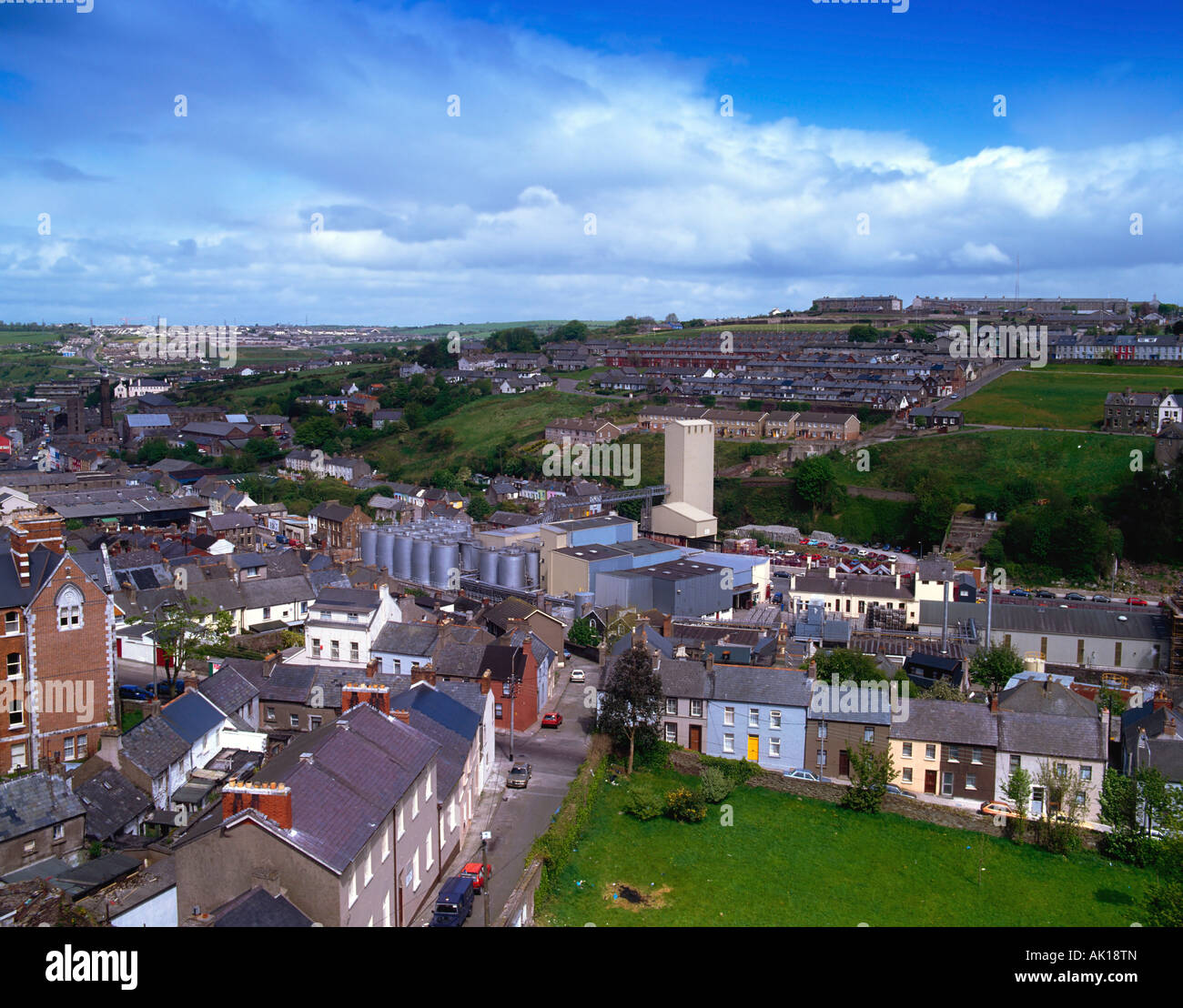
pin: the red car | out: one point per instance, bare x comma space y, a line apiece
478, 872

...

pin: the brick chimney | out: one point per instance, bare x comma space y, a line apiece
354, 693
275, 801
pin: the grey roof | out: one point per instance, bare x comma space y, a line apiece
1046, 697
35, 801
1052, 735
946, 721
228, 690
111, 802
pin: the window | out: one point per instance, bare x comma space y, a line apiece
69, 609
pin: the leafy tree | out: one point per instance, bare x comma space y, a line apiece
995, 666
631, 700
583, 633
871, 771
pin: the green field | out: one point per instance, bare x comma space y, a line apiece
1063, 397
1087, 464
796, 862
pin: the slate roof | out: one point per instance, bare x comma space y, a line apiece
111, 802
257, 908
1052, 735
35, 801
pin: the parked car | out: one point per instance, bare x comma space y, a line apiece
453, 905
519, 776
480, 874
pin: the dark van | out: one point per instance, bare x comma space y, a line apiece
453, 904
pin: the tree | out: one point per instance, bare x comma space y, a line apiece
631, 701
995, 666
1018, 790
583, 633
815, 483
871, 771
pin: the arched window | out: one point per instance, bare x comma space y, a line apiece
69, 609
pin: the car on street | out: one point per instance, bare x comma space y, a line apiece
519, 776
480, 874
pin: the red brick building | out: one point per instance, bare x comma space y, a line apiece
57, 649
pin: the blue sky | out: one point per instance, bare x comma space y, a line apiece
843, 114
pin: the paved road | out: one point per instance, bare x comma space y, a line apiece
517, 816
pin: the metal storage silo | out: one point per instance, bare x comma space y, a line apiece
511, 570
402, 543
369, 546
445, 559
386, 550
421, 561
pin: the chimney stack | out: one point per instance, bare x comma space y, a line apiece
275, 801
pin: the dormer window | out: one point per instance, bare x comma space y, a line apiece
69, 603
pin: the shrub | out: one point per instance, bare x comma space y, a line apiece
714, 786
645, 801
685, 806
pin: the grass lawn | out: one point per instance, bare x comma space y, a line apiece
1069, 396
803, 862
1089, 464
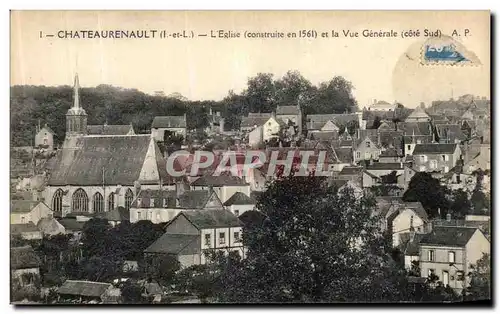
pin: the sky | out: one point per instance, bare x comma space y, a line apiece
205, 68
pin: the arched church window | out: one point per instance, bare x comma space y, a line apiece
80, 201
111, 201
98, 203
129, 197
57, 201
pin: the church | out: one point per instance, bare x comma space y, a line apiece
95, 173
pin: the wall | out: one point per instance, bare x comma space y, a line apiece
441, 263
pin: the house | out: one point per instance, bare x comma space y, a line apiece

• Exercise
When the line with "pin: the church" is reached in the data above, begin copying, and stop after the line with "pin: the house"; copy each line exactly, both ends included.

• Completed exercise
pin: the church | out: one point per instance, bare x comma space y, a line apiece
95, 173
pin: the wall | out: one point per instance, bare x comma space y, a line apiece
441, 263
pin: the house | out: one point per instance, bare x comma space y, a line apiece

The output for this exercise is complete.